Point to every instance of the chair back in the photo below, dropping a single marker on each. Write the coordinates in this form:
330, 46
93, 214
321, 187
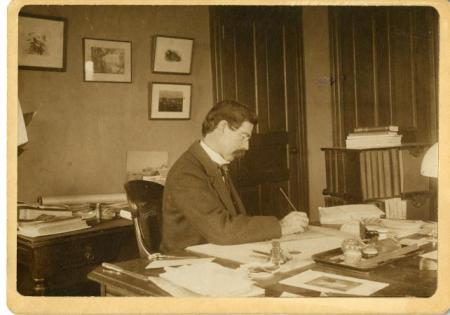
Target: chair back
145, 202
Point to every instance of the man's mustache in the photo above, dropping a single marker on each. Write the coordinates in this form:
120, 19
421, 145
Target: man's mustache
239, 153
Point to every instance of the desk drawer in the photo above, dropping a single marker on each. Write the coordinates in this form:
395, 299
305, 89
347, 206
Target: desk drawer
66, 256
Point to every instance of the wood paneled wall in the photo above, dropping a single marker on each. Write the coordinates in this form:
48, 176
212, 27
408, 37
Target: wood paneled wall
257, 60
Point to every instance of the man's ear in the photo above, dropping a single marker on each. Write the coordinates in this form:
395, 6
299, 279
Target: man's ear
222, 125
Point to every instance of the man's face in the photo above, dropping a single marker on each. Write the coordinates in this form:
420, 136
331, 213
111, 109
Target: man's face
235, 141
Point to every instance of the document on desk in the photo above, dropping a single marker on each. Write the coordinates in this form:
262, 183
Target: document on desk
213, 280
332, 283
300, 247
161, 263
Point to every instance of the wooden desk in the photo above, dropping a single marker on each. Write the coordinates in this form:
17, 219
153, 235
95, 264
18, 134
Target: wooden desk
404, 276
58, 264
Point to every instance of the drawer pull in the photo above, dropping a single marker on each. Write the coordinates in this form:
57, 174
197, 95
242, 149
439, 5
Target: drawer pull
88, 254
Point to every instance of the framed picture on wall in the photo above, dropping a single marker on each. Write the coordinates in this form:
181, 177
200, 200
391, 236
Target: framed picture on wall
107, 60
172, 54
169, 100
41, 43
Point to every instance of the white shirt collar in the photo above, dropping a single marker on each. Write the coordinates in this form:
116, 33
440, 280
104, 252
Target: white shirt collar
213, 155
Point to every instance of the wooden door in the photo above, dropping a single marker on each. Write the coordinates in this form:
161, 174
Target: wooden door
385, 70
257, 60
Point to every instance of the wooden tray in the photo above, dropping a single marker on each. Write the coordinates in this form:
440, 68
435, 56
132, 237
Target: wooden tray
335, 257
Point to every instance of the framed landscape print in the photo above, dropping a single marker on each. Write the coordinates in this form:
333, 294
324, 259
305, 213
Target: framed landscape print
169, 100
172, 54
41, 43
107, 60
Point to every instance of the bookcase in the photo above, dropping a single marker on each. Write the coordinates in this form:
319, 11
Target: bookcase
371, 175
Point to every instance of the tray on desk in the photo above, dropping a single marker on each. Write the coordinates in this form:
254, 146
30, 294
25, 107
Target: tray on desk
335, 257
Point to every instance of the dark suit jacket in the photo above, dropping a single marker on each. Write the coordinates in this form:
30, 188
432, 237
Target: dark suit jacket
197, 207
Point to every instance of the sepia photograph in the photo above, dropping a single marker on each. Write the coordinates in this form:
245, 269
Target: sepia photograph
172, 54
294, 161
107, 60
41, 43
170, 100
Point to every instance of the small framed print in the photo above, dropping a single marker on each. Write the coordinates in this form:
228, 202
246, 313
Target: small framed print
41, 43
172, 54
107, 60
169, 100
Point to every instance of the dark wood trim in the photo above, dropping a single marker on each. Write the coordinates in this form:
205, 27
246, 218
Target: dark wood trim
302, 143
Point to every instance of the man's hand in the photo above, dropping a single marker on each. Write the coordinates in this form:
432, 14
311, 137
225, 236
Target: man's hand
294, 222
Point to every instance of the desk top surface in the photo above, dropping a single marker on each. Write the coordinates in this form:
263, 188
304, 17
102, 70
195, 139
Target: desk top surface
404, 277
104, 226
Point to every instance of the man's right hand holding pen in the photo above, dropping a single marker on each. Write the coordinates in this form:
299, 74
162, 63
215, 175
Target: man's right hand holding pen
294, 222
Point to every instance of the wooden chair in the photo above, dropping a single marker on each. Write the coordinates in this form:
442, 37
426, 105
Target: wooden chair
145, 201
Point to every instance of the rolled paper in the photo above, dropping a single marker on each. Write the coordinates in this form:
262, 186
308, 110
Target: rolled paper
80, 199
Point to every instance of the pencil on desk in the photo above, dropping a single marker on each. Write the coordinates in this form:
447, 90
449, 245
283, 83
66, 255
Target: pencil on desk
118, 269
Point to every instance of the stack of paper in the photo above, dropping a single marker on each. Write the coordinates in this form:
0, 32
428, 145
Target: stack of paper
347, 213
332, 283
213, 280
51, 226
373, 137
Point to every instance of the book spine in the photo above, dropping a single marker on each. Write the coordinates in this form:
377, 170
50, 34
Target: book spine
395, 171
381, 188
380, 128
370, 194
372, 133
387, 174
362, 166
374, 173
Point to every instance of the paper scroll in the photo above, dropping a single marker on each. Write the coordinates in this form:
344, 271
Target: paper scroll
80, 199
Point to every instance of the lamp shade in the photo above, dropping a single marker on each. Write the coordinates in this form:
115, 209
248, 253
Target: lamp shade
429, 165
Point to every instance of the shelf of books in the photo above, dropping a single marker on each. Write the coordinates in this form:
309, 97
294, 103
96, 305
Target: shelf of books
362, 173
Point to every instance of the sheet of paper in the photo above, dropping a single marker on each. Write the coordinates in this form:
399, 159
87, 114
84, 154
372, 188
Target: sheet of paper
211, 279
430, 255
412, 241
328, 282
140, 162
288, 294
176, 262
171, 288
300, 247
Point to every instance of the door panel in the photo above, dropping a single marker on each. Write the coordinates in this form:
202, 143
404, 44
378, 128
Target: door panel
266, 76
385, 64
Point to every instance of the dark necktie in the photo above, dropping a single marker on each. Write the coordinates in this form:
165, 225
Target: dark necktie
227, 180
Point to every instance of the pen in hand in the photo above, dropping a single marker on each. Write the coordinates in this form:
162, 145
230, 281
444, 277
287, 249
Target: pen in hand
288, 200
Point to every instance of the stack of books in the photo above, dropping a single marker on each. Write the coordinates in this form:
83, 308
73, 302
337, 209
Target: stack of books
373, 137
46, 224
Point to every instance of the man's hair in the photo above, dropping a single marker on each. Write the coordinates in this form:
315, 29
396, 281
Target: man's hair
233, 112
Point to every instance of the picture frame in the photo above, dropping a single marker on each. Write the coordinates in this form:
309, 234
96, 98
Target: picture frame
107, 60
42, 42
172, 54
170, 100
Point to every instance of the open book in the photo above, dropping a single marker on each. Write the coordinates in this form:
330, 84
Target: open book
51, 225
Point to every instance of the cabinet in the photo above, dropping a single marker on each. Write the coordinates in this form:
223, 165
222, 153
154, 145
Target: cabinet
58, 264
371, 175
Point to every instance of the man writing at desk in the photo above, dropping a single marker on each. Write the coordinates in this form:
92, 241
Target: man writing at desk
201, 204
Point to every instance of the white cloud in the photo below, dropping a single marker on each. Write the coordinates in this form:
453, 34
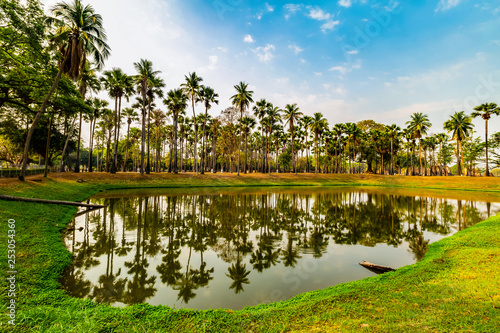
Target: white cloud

★ ★ ★

Brief: Rewrite all of the records above, substituting "placing one marker on each" for every "dropping a single marker on each" and leaving everything else unchanged. Omit the pictures.

Result of the task:
Point to every instance of the chair back in the photo below, placing one marker on each. Write the coordinates in this form:
330, 46
93, 214
321, 187
Target: chair back
145, 202
Point to every instance of the man's mustache in the photo above, placing one marker on each. Write the coordinates in this form:
120, 19
421, 145
Target: man's mustache
239, 153
Point to every instance of the desk drawer in the photo above, placing one marker on each. Write the coordinates in this form:
395, 299
305, 89
347, 206
Target: desk drawer
66, 256
Point to every instance of the wood paneled wall in the photo above, placing one marker on each. Write the coordinates in this form:
48, 176
212, 27
408, 37
Target: wood paneled wall
257, 60
Point to every instance of the man's ear in the photo above, placing one marker on each. Write the coordinates in this form:
395, 6
299, 279
Target: man's ear
222, 125
Point to every instance of the man's face in the photo above, placing one marker on each. Write the coordinates in this form:
420, 136
331, 213
111, 109
Target: man's face
235, 141
Point to every instance of the document on desk in the photo above, placing one marker on each. Write the coordinates in this form:
262, 183
Target: document on desk
213, 280
332, 283
300, 247
161, 263
Point to every instance of the wooden desk in the photo above, placing one marker on each. Write the coordinates in this form:
17, 219
153, 235
95, 264
18, 134
Target: wooden desk
404, 276
58, 264
Point to every instance of the drawer pull in the photo above, placing one marker on each. Write the coordinates in this form:
57, 174
197, 95
242, 149
439, 5
Target: drawer pull
88, 254
Point to every instance of the framed picture on wall in the photo above, placing one marker on each. Write the coordinates in this form:
181, 177
200, 200
391, 236
Target: framed picture on wall
107, 60
172, 54
169, 100
41, 43
Point to every instance of the white shirt collar in the photo above, placing one marker on each. Write the coordinates in this form:
116, 33
440, 280
104, 252
Target: white shirt collar
213, 155
Point to every instance of the wooden door in the photo above, placing one marker on each. Write the coordinates in this form:
161, 174
Target: wooden door
385, 70
257, 60
Point to every instance of the wooden tray in the photo above, placing one marker on each. Write the coordinates in this form:
440, 68
435, 56
132, 237
Target: wooden tray
335, 257
Point to every instance of the framed landscape print in the photo above, placing one marker on each. Write the coordinates in this form:
333, 294
324, 259
305, 213
Target: framed landscape print
169, 100
172, 54
41, 43
107, 60
Point to every instance of the bookcase in the photo above, placing one marker on each. Write the coordinates in this form:
319, 11
Target: bookcase
371, 175
Point to every instance of the tray on desk in the photo above, placing one marker on each. Write the coordinates in this form:
254, 146
30, 294
25, 107
Target: tray on desk
335, 257
Point to every instance of the dark suit jacket in the photo above, placing one marker on each. Write the coordinates in this form:
30, 188
432, 237
Target: dark suit jacket
197, 207
Point to every instance of the sepia photograph in the photo above, placing one marker on each. Write the coordinates in this form:
245, 269
Target: sepia photograph
172, 54
294, 161
107, 60
41, 43
170, 100
Point to every instance of the small framed print in the photo above, placing one marker on each. Write the coordinates in this form:
228, 202
246, 313
Target: small framed print
41, 43
172, 54
107, 60
169, 100
Point to every instance of the dark wood trim in the photo above, placing one marker on each. Write the coordinates in this form:
205, 27
246, 218
Target: dark wood trim
302, 143
Point to every instance of the man's hand in the photo above, placing one marker on each. Write the coordinates in this form:
432, 14
311, 137
225, 236
Target: man's hand
294, 222
Point to every instance of the desk top surface in the photo above, placing one marker on each. Write the coordinates in this form:
263, 188
304, 17
102, 70
195, 139
Target: desk top surface
404, 277
104, 226
Point to every instance of the man's right hand holding pen in the photo above, placing one marker on each. Write the coordinates in this form:
299, 74
162, 63
215, 175
Target: man's right hand holding pen
294, 222
Point to every instance of the wooden chair in the photo above, placing one marker on each. Write the coordinates in this form:
442, 37
426, 105
Target: wooden chair
145, 201
Point to every instance of the rolled paper in the photo above, placing one marker on each. Write the coordinates in this form:
262, 186
308, 110
Target: rolled paper
80, 199
Point to every instance of the pencil on desk in the photo above, placing one marker on each. Write the coordinates in this form:
447, 90
449, 245
283, 83
66, 255
Target: pencil on desk
118, 269
Point to every instance of the stack of paper in the photo above, placing one marker on each. Write the coordinates in this form:
0, 32
428, 145
Target: stack of paper
347, 213
332, 283
213, 280
51, 226
373, 137
Point to every instance of the book spine in the photo above, placing one marker on each. Write the coordinates in this form:
377, 170
50, 34
Target: book spine
395, 171
381, 188
380, 128
370, 194
372, 133
387, 174
362, 166
374, 173
Point to every instance of the paper scroll in the photo above, placing one marker on each. Write the coordinates in this form:
344, 271
Target: paper scroll
80, 199
Point to every instance of the lamp shade in the photo above, placing one marker on each. Write the coordinates in this form:
115, 209
248, 253
Target: lamp shade
429, 165
Point to every instance of the shelf of books in the photo above, placing one marker on each. Write the coordinates in this form:
309, 97
294, 103
96, 305
Target: shelf of books
362, 173
Point to every instance of the sheet of paper in the photo above, placing one marker on each. Write the coordinates in this form:
399, 159
87, 114
84, 154
372, 188
Target: sheet of paper
211, 279
430, 255
412, 241
328, 282
140, 162
288, 294
176, 262
171, 288
300, 247
Point to every instance of the door panel in the photo above, placing one marker on each. Write the coordinates in this form:
202, 143
404, 44
378, 128
Target: door panel
266, 76
385, 64
Point to every instance of the dark necktie in the photo above, placing one marker on each. Write the coordinates in this form:
165, 225
Target: dark necktie
227, 180
Point to every instance of the pen in hand in the photo above, placing one marker on each. Write the coordinates in this form:
162, 145
230, 281
444, 277
287, 249
Target: pen in hand
288, 200
Point to every instance of the stack of books in the photo above, placing one marker on each. Write the coordinates in this form:
83, 308
73, 302
337, 209
Target: stack of books
373, 137
46, 224
Point to every instance of the man's hair in the photo above, placing one marker on each. Write the coordinates in this form:
315, 29
396, 281
Target: man's hair
233, 112
Point to every instance of the picture frame in the photo above, placing one marker on each. Write the coordinates in this form:
309, 234
96, 98
Target: picture frame
107, 60
42, 42
172, 54
170, 100
Point to every instance of the open book in the photo above, placing one marker on each. Write the coordinates in this form:
330, 84
Target: open book
51, 225
Point to every instance of the cabinet in the photo above, placing one marker on each. Write the coordinates in this form:
223, 165
222, 153
154, 145
Target: cabinet
58, 264
371, 175
Point to every instance of the man writing at desk in the photo above, placing one marker on each. Write the coordinates in this form:
92, 241
Target: man writing at desk
201, 204
Point to every instance of the white cloud in the photo below, placing one marker on each. Write the coordinates in this form:
453, 34
Target: white cloud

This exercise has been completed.